<<<<

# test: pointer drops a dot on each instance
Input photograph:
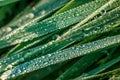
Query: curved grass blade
(86, 62)
(61, 56)
(36, 13)
(106, 74)
(59, 43)
(57, 22)
(72, 4)
(5, 2)
(102, 67)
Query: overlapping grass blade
(60, 43)
(86, 62)
(72, 4)
(57, 22)
(60, 56)
(5, 2)
(36, 13)
(102, 75)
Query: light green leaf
(60, 56)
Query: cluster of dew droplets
(64, 55)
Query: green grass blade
(60, 43)
(72, 4)
(104, 66)
(102, 75)
(86, 62)
(57, 22)
(5, 2)
(36, 13)
(60, 56)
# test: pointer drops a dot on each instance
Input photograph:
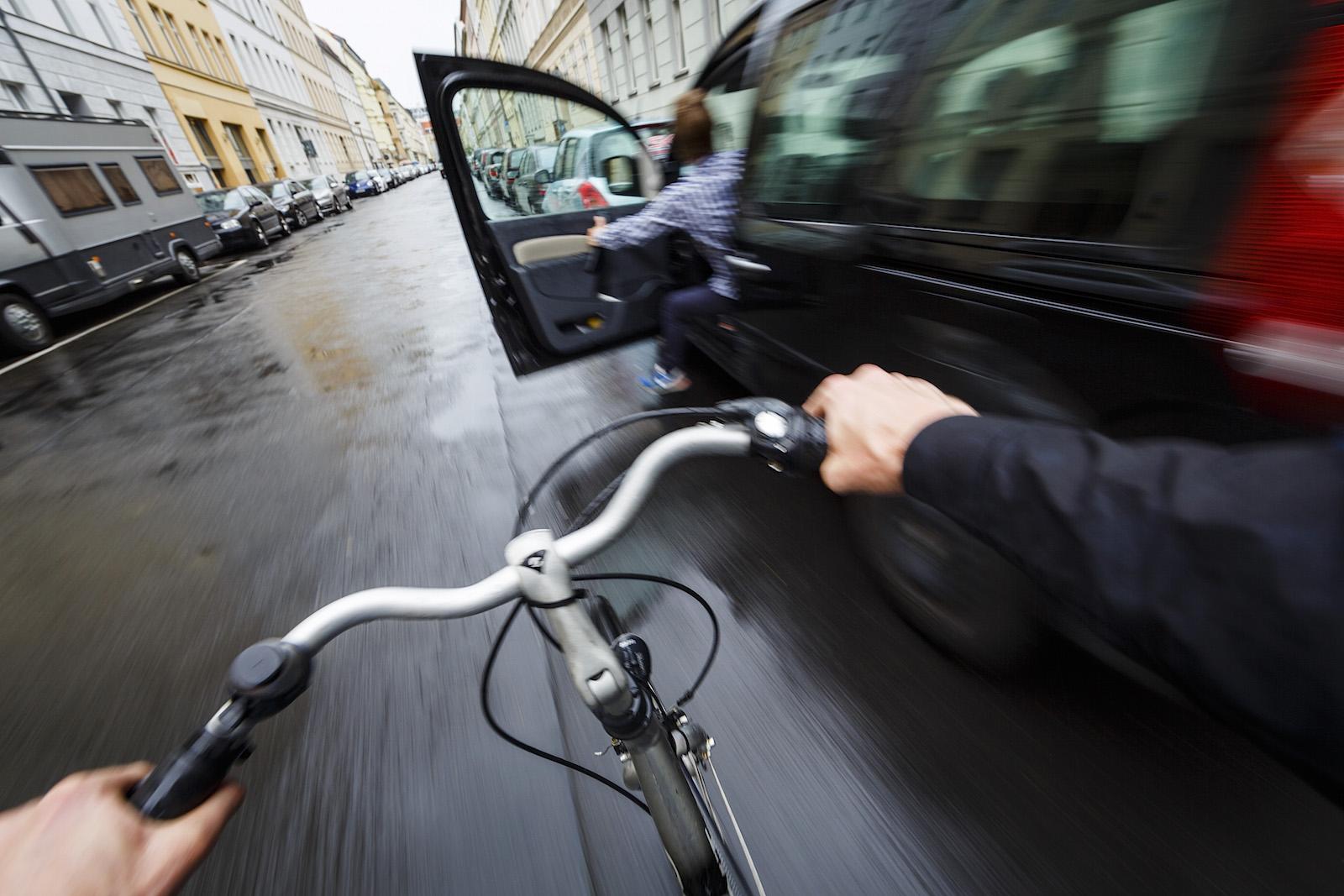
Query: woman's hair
(694, 128)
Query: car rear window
(1095, 123)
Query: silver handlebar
(499, 587)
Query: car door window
(820, 105)
(1082, 125)
(591, 148)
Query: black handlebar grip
(188, 777)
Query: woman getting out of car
(703, 203)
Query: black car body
(293, 199)
(242, 217)
(528, 192)
(1121, 215)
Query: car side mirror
(622, 175)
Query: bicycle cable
(521, 520)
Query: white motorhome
(91, 208)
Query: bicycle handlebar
(266, 678)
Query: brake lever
(786, 437)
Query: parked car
(331, 194)
(512, 167)
(89, 211)
(363, 183)
(494, 170)
(528, 192)
(577, 181)
(293, 199)
(242, 217)
(1126, 217)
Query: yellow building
(186, 49)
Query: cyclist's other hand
(85, 839)
(871, 419)
(598, 223)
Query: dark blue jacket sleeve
(1220, 567)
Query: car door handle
(748, 266)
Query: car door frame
(441, 78)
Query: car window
(73, 188)
(819, 100)
(1075, 127)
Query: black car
(295, 201)
(1122, 215)
(242, 217)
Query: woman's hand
(871, 419)
(598, 223)
(84, 839)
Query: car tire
(953, 589)
(24, 325)
(188, 271)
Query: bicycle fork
(622, 701)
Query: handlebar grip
(188, 777)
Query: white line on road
(123, 316)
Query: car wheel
(24, 327)
(187, 269)
(958, 591)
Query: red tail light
(1285, 259)
(591, 196)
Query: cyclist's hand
(871, 419)
(598, 223)
(84, 839)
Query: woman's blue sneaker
(663, 382)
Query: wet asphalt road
(338, 414)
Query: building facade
(67, 58)
(347, 90)
(651, 50)
(326, 141)
(186, 49)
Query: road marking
(123, 316)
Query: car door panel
(546, 307)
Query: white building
(366, 143)
(276, 85)
(85, 62)
(651, 50)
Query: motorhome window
(73, 190)
(160, 175)
(118, 177)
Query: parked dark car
(528, 191)
(363, 183)
(512, 167)
(1126, 217)
(495, 172)
(242, 217)
(293, 199)
(331, 194)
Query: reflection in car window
(820, 103)
(1048, 128)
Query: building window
(678, 35)
(18, 98)
(651, 51)
(627, 53)
(159, 174)
(140, 23)
(73, 190)
(74, 102)
(120, 184)
(163, 29)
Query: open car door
(550, 296)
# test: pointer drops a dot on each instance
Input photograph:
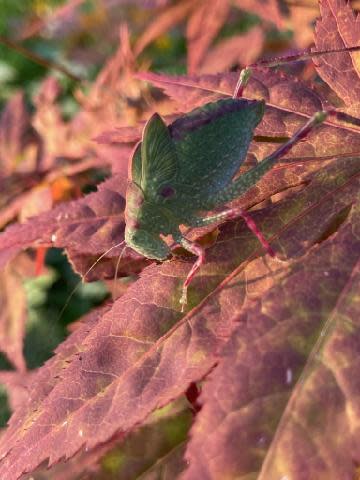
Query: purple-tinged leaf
(339, 27)
(142, 353)
(276, 405)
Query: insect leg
(235, 213)
(200, 253)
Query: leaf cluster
(259, 378)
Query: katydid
(180, 171)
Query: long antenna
(304, 55)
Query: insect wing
(158, 157)
(134, 173)
(211, 144)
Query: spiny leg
(230, 214)
(197, 250)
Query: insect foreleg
(235, 213)
(200, 253)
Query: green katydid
(179, 171)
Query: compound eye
(167, 191)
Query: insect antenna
(246, 73)
(116, 271)
(85, 274)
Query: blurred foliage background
(38, 37)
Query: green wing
(135, 165)
(159, 162)
(211, 144)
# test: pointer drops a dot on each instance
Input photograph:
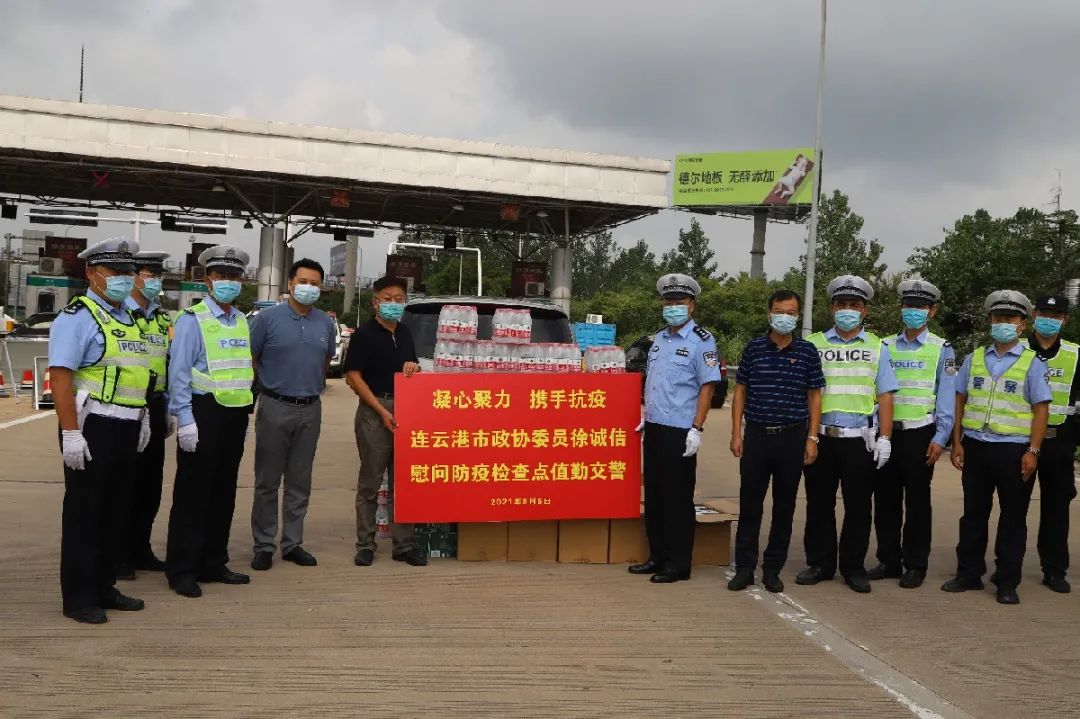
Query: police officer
(1002, 397)
(855, 437)
(154, 324)
(210, 392)
(922, 421)
(683, 369)
(1056, 483)
(100, 376)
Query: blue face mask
(226, 290)
(391, 311)
(784, 324)
(848, 320)
(914, 317)
(151, 287)
(306, 294)
(118, 287)
(1003, 331)
(676, 314)
(1048, 326)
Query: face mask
(1048, 326)
(151, 287)
(118, 286)
(848, 320)
(391, 311)
(306, 294)
(914, 319)
(1003, 331)
(784, 324)
(226, 290)
(676, 314)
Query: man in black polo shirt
(778, 390)
(377, 351)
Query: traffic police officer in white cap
(922, 422)
(854, 437)
(100, 376)
(683, 369)
(210, 393)
(1002, 397)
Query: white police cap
(225, 257)
(1008, 301)
(677, 285)
(116, 252)
(849, 285)
(918, 290)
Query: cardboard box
(482, 541)
(583, 541)
(532, 541)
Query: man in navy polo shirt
(778, 392)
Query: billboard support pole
(812, 234)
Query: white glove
(882, 450)
(144, 432)
(187, 436)
(692, 442)
(76, 451)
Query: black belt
(774, 429)
(292, 401)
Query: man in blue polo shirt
(778, 391)
(292, 346)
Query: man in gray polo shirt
(292, 346)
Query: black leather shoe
(413, 558)
(1056, 583)
(772, 582)
(645, 568)
(742, 580)
(122, 602)
(883, 571)
(961, 584)
(300, 556)
(262, 560)
(913, 579)
(860, 584)
(811, 575)
(86, 614)
(186, 587)
(225, 575)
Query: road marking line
(916, 697)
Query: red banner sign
(491, 447)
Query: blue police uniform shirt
(945, 383)
(679, 364)
(76, 340)
(186, 352)
(886, 381)
(292, 350)
(1036, 385)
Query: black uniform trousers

>>>>

**WHAT THE EXERCISE ASKS:** Nothing but the lines from the line containing "Query: open car door" through the last line of the records above is to be extracted, exactly and with no pictures.

**SOLUTION TO THE PROBLEM:**
Query: open car door
(550, 296)
# test: pointer drops a dot on each instance
Input photograph:
Query: purple-tinged leaf
(339, 27)
(142, 353)
(276, 405)
Query: insect leg
(235, 213)
(200, 253)
Query: leaf cluster
(259, 378)
Query: katydid
(180, 171)
Query: long antenna
(304, 55)
Query: insect wing
(158, 157)
(134, 173)
(211, 144)
Query: spiny leg
(230, 214)
(197, 250)
Query: insect foreleg
(235, 213)
(200, 253)
Query: green katydid
(179, 171)
Query: compound eye
(167, 191)
Query: insect antenna
(246, 73)
(116, 271)
(85, 274)
Query: blurred foliage background
(38, 37)
Query: green wing
(135, 165)
(159, 162)
(211, 144)
# test: pointer drops a dot on each instance
Input photograph:
Query: police officer
(1002, 397)
(855, 437)
(154, 324)
(210, 392)
(922, 421)
(683, 369)
(1056, 483)
(100, 376)
Query: blue face mask
(226, 290)
(391, 311)
(784, 324)
(848, 320)
(914, 317)
(151, 287)
(306, 294)
(118, 287)
(1003, 331)
(676, 314)
(1048, 326)
Query: face mask
(1048, 326)
(151, 287)
(118, 286)
(848, 320)
(391, 311)
(306, 294)
(914, 319)
(1003, 331)
(784, 324)
(226, 290)
(676, 314)
Query: man in black polo shirt
(778, 390)
(377, 351)
Query: traffic police officer in white cap
(922, 422)
(854, 437)
(100, 376)
(683, 369)
(210, 393)
(1002, 397)
Query: white police cap
(225, 257)
(1008, 301)
(677, 285)
(116, 252)
(849, 285)
(918, 290)
Query: cardboard box
(482, 541)
(583, 541)
(532, 541)
Query: man in navy polo shirt
(778, 392)
Query: billboard support pole
(812, 234)
Query: white glove
(882, 450)
(144, 432)
(187, 436)
(692, 442)
(76, 451)
Query: black belt
(774, 429)
(292, 401)
Query: man in blue polo shirt
(778, 391)
(292, 346)
Query: man in gray polo shirt
(292, 346)
Query: black leather shoe
(413, 558)
(1056, 583)
(772, 582)
(645, 568)
(742, 580)
(122, 602)
(883, 571)
(961, 584)
(300, 556)
(262, 560)
(913, 579)
(860, 584)
(811, 575)
(86, 614)
(186, 587)
(225, 575)
Query: road marking line
(916, 697)
Query: red banner sign
(491, 447)
Query: blue police uniform shirt
(945, 383)
(679, 364)
(76, 340)
(186, 352)
(886, 381)
(292, 350)
(1036, 385)
Query: black uniform trousers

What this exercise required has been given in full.